START Data section

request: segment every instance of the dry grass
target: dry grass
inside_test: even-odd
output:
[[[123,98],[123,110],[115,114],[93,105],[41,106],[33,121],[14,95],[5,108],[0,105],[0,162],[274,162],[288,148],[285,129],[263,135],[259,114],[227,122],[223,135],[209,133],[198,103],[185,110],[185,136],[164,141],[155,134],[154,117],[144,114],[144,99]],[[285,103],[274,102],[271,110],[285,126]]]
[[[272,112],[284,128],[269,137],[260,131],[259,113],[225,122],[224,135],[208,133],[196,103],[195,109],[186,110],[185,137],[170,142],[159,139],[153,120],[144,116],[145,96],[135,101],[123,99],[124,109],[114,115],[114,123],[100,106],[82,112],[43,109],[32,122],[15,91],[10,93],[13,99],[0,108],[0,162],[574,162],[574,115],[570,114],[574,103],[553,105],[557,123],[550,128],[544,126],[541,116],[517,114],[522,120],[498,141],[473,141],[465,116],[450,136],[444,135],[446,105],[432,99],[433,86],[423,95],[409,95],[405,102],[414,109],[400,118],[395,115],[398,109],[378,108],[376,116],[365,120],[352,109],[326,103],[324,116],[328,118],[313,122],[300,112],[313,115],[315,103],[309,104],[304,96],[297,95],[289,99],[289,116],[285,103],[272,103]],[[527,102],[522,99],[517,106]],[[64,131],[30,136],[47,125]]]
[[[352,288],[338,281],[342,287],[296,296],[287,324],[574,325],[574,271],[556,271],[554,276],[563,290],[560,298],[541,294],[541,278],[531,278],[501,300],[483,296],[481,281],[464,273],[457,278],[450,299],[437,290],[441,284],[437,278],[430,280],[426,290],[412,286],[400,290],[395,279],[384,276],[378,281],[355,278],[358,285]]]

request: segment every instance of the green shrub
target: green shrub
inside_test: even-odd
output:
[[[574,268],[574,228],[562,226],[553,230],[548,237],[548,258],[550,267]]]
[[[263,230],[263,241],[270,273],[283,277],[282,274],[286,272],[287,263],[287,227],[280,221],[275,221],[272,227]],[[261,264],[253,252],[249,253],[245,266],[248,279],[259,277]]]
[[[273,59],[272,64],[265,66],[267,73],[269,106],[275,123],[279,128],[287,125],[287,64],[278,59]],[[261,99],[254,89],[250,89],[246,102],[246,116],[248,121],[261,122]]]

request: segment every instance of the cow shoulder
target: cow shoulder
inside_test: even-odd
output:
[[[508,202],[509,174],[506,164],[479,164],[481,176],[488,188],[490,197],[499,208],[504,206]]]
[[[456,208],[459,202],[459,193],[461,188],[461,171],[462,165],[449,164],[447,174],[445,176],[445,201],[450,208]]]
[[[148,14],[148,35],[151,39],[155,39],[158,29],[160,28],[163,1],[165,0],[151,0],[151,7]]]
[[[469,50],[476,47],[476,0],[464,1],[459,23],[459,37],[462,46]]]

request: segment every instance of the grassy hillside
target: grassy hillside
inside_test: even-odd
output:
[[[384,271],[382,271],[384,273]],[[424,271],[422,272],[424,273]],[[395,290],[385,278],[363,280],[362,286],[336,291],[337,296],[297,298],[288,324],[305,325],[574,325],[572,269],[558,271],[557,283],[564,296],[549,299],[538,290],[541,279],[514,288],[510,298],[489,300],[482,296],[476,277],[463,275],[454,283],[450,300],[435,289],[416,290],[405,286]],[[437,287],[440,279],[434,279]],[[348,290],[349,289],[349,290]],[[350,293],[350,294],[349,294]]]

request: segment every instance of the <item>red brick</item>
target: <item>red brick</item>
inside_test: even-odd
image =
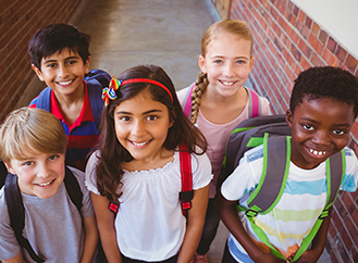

END Data section

> [Problem requirements]
Please pick out each line above that contains the word "request" and copy those lines.

> [Reply]
request: segment every instance of the dry grass
request: segment every instance of the green shrub
request: segment every instance of the cow shoulder
request: segment every instance of the grassy hillside
request: segment every instance of the <item>red brick</item>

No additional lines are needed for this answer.